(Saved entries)
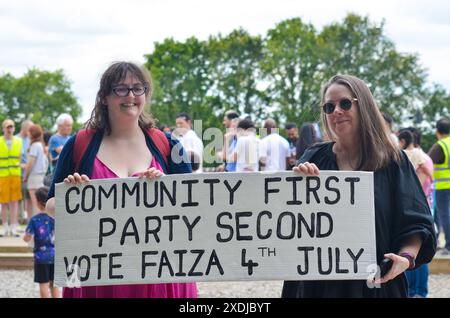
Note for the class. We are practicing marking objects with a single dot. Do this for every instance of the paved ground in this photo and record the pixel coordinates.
(20, 284)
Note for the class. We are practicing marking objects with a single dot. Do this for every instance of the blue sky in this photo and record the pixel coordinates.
(83, 37)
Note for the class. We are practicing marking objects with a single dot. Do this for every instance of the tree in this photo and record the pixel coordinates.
(291, 67)
(181, 79)
(359, 47)
(37, 95)
(235, 73)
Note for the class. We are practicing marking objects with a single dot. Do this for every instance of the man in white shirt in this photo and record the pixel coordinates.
(191, 143)
(274, 149)
(245, 154)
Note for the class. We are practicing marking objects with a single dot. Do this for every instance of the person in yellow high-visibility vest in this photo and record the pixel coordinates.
(440, 154)
(10, 177)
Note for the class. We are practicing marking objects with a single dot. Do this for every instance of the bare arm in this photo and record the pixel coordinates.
(400, 263)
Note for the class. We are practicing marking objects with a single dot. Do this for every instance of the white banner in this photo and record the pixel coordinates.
(215, 227)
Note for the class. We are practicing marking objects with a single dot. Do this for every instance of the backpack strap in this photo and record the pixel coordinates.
(161, 142)
(82, 140)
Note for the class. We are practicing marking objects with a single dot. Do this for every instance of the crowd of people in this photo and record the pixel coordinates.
(123, 141)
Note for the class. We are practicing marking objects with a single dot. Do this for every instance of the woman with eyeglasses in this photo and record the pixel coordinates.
(124, 144)
(403, 222)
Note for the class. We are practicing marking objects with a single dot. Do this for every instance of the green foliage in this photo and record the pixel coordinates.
(280, 75)
(37, 95)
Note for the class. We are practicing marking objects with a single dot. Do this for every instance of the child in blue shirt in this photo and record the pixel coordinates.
(42, 227)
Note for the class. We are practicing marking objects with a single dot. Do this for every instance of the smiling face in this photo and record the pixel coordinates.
(127, 108)
(342, 123)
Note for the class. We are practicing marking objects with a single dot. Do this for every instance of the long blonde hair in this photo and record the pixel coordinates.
(376, 147)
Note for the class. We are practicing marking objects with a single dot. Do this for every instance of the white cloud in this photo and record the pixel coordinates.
(83, 37)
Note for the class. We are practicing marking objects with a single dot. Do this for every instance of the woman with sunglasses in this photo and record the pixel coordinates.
(403, 222)
(121, 147)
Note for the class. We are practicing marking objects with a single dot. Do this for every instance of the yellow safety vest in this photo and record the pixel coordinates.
(442, 171)
(10, 158)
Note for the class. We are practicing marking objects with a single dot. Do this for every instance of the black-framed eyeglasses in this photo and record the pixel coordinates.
(123, 91)
(345, 104)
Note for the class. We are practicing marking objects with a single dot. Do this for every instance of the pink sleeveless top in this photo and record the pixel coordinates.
(168, 290)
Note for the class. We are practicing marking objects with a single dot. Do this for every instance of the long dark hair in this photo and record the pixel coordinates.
(116, 73)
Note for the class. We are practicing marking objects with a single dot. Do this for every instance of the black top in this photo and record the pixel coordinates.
(401, 211)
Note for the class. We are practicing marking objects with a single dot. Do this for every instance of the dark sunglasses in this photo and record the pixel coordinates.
(122, 90)
(345, 104)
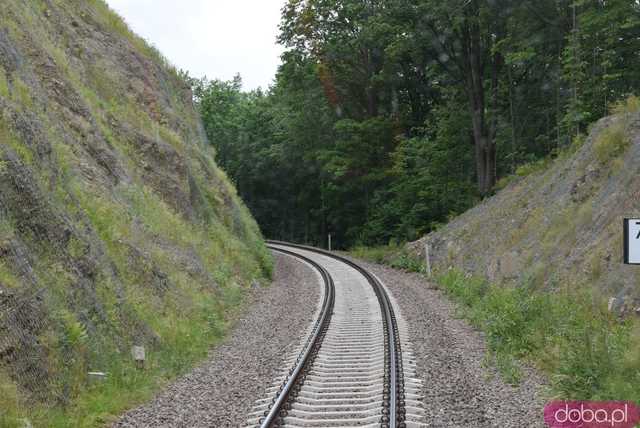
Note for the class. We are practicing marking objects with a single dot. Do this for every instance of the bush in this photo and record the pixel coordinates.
(611, 142)
(588, 353)
(626, 106)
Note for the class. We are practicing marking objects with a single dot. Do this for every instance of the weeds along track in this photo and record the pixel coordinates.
(354, 366)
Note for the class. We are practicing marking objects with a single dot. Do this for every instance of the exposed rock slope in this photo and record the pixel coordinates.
(562, 225)
(116, 226)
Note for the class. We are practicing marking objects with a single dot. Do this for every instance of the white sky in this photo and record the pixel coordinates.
(216, 38)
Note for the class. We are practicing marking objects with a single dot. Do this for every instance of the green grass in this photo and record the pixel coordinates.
(611, 142)
(586, 352)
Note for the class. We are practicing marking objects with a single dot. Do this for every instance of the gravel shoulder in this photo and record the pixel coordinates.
(222, 390)
(459, 390)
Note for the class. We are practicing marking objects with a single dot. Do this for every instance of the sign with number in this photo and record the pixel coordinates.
(632, 241)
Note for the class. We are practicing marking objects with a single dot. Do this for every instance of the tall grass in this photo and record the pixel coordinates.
(586, 351)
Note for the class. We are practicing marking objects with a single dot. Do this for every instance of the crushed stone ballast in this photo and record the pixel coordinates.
(354, 366)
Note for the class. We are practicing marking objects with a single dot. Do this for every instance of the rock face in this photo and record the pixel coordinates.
(562, 225)
(113, 214)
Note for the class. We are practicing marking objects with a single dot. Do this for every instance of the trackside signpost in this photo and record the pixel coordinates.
(632, 241)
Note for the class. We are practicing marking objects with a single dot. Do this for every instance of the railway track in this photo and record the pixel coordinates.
(354, 366)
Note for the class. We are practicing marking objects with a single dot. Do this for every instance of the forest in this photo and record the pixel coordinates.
(388, 117)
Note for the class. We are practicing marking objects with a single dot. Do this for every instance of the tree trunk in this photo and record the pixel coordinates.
(483, 134)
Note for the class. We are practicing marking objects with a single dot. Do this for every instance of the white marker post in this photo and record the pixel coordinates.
(632, 241)
(427, 259)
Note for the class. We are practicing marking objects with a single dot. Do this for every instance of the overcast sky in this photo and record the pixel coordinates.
(216, 38)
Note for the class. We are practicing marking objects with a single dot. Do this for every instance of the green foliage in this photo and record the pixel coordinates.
(10, 408)
(375, 128)
(585, 350)
(629, 105)
(4, 84)
(611, 142)
(8, 139)
(532, 167)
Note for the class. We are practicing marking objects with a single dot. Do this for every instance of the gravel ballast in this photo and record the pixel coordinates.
(221, 391)
(459, 390)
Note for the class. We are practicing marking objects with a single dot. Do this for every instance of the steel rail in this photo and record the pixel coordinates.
(393, 397)
(291, 385)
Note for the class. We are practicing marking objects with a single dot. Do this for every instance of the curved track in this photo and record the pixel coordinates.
(350, 369)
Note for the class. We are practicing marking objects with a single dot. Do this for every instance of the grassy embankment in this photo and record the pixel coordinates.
(586, 351)
(139, 235)
(569, 334)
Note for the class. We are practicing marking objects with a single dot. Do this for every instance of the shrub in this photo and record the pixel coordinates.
(626, 106)
(611, 142)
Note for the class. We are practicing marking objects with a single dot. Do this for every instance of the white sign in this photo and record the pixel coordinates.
(632, 241)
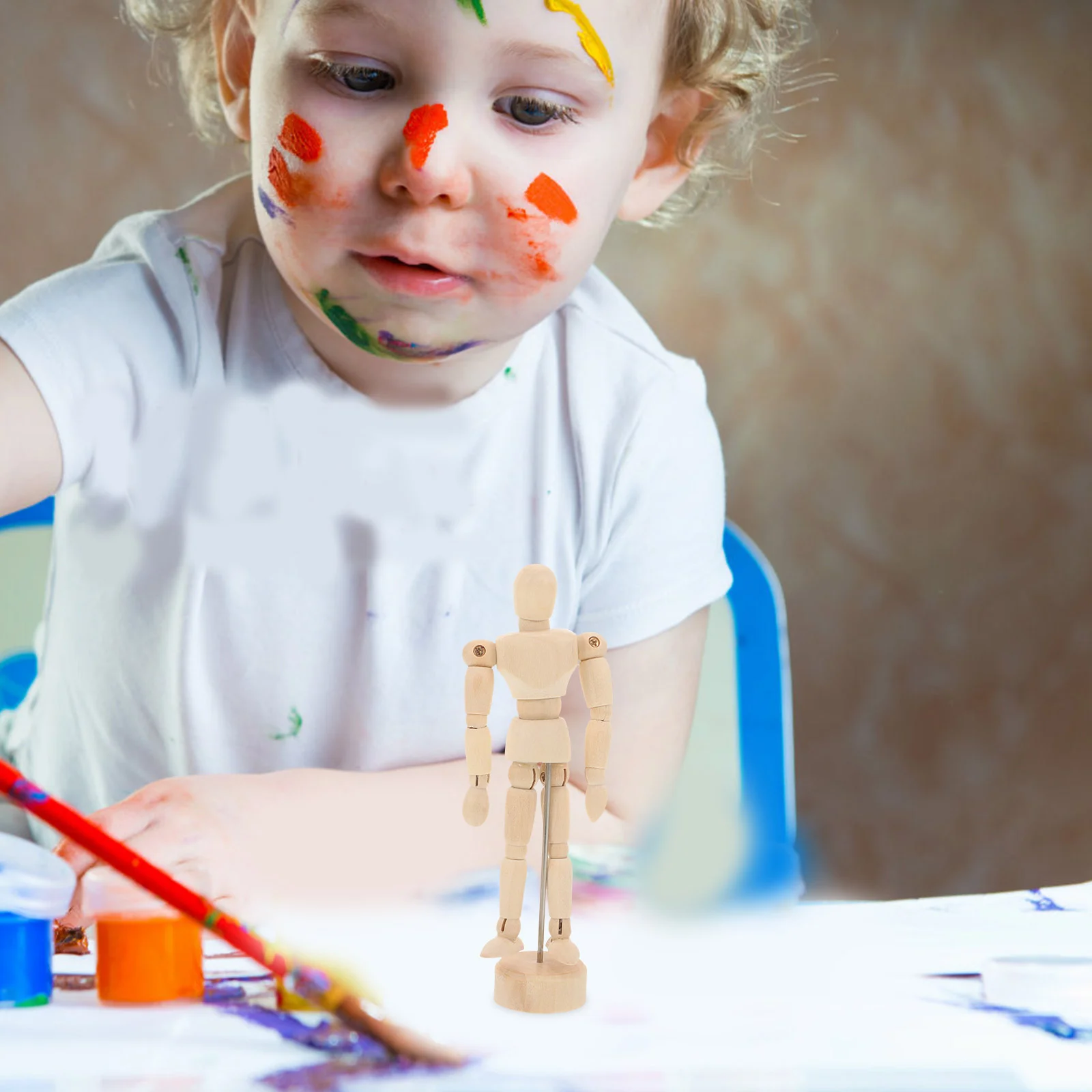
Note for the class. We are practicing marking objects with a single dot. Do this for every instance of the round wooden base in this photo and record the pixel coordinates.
(524, 984)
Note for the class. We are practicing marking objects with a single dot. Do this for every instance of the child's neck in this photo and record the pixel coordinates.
(398, 382)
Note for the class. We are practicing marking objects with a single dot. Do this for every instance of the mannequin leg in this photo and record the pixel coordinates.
(519, 817)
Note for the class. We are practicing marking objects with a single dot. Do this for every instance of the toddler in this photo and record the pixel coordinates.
(305, 431)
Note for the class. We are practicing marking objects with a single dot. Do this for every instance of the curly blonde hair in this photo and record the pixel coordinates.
(737, 53)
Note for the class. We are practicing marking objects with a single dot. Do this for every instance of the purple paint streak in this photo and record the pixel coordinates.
(27, 792)
(1041, 901)
(412, 351)
(272, 209)
(328, 1035)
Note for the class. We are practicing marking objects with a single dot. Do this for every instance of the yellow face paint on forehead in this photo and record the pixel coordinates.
(589, 38)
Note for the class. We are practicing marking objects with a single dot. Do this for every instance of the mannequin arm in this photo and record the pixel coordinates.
(480, 657)
(655, 684)
(599, 696)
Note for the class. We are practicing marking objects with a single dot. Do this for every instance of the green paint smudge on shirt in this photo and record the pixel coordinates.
(474, 5)
(185, 259)
(296, 721)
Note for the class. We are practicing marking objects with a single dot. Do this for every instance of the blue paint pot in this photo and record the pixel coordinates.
(35, 887)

**Your task**: When the line containing "the mannequin arm" is found in the records above, restate it and every later line word for word through the last one, and nothing more.

**Solution to the exercise**:
Note for the class. We are practicing marking objects with a single dot. Do this for every instance of the mannequin arm in this photo and record the pixel coordinates.
(480, 657)
(655, 684)
(599, 696)
Note for the class. We are practicing marking objects with a single dot. Do this for every instance of the green paint smudge on shirt in this photo and record the pixel coordinates.
(474, 5)
(185, 259)
(296, 721)
Note for the class. We are practicing marking objects with a single dot. Do this for every instance of the blue paint pot in this photo and record the pixel coordinates.
(35, 887)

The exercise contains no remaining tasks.